* BEGIN EXERCISE MATERIAL *

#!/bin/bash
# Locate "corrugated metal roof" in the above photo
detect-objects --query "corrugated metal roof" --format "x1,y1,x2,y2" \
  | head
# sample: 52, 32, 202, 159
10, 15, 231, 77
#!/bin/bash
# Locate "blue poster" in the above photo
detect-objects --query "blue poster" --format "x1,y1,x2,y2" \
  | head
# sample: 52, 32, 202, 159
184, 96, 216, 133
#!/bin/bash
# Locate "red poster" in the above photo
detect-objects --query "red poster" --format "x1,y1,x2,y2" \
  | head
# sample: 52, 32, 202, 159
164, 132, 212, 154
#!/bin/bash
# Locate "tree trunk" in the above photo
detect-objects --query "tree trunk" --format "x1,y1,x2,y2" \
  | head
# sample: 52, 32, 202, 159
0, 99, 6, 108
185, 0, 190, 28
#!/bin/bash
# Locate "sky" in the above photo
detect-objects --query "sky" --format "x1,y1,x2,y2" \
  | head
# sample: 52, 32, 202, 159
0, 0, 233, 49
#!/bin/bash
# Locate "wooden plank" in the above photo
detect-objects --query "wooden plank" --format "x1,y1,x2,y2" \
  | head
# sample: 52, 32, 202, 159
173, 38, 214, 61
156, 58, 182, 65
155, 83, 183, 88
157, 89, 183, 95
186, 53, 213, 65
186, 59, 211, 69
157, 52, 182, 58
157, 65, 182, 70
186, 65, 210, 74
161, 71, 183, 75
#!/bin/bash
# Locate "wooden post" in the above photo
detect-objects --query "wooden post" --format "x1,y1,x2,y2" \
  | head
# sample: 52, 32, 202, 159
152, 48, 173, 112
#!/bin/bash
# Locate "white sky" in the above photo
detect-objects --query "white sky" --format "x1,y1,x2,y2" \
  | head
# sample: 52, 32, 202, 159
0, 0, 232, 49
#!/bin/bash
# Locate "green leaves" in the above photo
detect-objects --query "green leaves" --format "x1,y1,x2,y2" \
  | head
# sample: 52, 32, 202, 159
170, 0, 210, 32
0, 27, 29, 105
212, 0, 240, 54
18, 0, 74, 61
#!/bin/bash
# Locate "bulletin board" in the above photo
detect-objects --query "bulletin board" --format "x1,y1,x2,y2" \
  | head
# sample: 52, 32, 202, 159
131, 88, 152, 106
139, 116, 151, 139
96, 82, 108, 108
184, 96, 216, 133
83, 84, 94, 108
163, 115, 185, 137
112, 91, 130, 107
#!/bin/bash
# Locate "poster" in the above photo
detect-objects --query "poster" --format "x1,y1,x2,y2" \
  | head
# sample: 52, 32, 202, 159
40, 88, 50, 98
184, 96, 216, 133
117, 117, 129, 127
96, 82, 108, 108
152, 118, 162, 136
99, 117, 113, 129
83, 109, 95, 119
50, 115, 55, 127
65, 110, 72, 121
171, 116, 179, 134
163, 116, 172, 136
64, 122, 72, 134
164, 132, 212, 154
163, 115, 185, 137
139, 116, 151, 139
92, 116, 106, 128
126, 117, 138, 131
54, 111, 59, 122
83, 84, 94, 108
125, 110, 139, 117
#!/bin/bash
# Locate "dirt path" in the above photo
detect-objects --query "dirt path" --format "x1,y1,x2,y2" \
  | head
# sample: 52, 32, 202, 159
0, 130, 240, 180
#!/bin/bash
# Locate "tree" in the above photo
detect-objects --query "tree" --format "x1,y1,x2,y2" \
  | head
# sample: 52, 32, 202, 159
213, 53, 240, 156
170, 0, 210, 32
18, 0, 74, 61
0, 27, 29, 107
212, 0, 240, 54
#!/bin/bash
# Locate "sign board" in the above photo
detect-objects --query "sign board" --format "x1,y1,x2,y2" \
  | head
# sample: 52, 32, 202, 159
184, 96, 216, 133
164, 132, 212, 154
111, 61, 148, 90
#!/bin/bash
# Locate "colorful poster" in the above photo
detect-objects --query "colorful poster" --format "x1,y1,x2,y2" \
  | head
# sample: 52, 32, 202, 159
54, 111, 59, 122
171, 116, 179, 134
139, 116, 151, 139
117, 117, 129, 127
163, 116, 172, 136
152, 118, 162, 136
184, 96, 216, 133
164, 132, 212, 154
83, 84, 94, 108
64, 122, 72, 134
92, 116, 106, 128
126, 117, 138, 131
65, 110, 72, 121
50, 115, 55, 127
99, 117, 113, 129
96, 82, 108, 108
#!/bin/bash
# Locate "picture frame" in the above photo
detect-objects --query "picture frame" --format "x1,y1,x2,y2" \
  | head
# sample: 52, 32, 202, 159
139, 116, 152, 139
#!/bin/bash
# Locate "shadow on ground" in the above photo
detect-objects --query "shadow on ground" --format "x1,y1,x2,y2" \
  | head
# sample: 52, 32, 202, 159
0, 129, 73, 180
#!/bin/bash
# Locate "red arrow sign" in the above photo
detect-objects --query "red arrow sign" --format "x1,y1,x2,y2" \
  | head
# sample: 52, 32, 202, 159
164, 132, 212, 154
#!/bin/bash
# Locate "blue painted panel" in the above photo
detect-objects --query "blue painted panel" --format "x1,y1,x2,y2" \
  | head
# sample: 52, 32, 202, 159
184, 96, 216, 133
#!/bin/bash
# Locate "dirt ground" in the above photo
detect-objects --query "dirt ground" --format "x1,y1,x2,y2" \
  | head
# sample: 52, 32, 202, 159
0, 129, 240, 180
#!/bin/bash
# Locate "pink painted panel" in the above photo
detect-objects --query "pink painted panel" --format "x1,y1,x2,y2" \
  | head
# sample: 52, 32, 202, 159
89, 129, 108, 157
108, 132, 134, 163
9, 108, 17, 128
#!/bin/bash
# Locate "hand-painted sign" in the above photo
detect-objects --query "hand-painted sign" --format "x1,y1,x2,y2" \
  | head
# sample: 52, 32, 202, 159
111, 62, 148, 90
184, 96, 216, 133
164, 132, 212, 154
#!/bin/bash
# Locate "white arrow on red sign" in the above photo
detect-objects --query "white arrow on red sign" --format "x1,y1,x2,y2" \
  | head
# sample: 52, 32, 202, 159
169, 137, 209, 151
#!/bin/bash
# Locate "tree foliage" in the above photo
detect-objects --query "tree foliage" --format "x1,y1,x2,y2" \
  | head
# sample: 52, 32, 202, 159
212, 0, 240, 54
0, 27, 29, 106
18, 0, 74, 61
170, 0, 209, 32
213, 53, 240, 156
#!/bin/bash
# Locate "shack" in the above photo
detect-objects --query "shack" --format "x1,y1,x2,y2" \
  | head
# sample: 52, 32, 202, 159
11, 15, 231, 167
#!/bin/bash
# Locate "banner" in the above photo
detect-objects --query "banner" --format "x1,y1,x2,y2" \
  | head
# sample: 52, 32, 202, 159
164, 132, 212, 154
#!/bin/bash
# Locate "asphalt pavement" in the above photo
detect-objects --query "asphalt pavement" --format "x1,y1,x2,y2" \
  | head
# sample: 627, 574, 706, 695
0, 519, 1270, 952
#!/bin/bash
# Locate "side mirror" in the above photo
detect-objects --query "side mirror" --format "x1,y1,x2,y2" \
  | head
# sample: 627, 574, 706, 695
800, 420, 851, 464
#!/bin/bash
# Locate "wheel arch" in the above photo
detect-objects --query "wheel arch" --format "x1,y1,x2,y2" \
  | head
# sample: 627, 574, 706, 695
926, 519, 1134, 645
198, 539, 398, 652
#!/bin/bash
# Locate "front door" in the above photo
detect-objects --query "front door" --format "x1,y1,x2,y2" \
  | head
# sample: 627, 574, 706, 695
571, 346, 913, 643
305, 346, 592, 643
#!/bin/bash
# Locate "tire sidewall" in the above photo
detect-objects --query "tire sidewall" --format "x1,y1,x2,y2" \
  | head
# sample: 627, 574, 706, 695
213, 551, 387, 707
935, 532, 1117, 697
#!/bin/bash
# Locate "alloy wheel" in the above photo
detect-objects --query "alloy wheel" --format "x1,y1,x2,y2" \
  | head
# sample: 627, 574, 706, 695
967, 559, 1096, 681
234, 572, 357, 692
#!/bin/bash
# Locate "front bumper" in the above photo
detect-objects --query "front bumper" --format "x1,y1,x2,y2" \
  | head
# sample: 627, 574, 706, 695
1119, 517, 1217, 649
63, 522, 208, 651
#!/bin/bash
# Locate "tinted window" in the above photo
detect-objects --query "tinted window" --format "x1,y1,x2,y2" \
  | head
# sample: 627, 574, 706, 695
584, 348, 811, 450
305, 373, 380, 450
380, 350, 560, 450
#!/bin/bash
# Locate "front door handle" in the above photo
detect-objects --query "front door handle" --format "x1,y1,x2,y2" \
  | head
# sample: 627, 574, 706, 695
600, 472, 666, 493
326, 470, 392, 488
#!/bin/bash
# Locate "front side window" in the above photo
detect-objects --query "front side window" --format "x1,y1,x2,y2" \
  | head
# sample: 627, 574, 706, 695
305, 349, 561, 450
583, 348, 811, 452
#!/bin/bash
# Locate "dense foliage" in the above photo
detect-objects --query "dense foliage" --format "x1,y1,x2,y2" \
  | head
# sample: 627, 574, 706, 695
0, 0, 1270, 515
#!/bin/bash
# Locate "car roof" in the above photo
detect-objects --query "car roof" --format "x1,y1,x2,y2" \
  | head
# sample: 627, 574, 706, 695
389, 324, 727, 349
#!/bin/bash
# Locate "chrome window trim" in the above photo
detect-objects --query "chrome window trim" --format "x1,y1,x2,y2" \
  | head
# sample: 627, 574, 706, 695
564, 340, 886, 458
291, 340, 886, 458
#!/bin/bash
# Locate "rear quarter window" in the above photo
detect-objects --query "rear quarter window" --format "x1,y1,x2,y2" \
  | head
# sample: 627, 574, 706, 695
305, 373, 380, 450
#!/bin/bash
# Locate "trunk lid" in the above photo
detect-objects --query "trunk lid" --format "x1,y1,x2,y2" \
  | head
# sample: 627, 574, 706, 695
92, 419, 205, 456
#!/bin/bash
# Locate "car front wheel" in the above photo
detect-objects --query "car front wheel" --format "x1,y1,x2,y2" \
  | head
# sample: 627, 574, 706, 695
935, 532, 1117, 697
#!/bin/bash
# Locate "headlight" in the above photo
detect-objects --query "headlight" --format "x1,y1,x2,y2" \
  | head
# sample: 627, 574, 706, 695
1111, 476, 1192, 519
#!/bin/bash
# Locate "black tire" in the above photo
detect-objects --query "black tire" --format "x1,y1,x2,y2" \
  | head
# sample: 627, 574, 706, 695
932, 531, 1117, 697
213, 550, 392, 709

* END EXERCISE MATERIAL *

> **GIVEN PROBLEM**: Swap "red poster" for "green poster" in the records from the start through the line containing "0, 0, 233, 49", inclusive, and give those lines back with nothing else changed.

> **THE OUTPUT**:
#!/bin/bash
# Locate "corrugated metal roof" in the above photo
detect-objects --query "corrugated metal roof" --format "x1,y1,x2,y2" \
  | head
# sample: 52, 32, 202, 159
10, 15, 231, 77
#!/bin/bash
# Locate "blue poster" in the above photo
detect-objects --query "blue poster" --format "x1,y1,x2,y2" \
  | head
# sample: 52, 32, 202, 159
184, 96, 216, 133
#!/bin/bash
# Locate "green poster" in the above photo
detect-objects --query "green poster" --format "x1,y1,x2,y2" \
  | head
# sample: 52, 32, 202, 159
164, 132, 212, 154
#!/bin/bash
# Locate "tree trunk" in the above photo
detect-objects --query "tree trunk" --format "x1,y1,x2,y2" \
  | head
# sample: 52, 32, 202, 159
0, 99, 6, 108
185, 0, 190, 28
#!/bin/bash
# Locate "sky" in the above photo
detect-objects --query "sky" --format "x1,y1,x2,y2" \
  | head
# sample: 52, 32, 202, 159
0, 0, 233, 49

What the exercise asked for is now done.